# Exercise instructions
Which lines in the records below contain the string "sponsor", with case counting? Find each one and copy it in full.

# Data for processing
____________

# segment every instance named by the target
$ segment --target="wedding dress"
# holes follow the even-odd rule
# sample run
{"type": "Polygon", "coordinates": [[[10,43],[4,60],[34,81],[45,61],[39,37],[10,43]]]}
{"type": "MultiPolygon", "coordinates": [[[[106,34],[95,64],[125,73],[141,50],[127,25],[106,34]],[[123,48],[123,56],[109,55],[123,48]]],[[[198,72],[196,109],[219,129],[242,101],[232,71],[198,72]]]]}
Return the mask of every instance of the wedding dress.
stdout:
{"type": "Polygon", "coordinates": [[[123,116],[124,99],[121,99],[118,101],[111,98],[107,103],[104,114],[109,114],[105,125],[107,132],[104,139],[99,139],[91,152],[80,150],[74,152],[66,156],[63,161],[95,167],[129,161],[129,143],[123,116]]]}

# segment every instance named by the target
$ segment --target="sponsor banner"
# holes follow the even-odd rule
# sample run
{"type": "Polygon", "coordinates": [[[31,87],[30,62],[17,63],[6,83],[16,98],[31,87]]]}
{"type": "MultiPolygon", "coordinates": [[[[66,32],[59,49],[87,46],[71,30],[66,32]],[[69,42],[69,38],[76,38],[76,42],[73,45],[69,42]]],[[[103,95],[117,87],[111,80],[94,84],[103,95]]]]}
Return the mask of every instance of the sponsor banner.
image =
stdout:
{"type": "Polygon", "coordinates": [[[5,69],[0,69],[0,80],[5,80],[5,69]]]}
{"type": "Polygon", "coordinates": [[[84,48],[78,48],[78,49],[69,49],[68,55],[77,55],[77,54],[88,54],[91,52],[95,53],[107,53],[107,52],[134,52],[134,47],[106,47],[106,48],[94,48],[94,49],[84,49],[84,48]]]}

____________

# Task solution
$ segment --target="sponsor banner"
Return the mask of every instance of the sponsor banner.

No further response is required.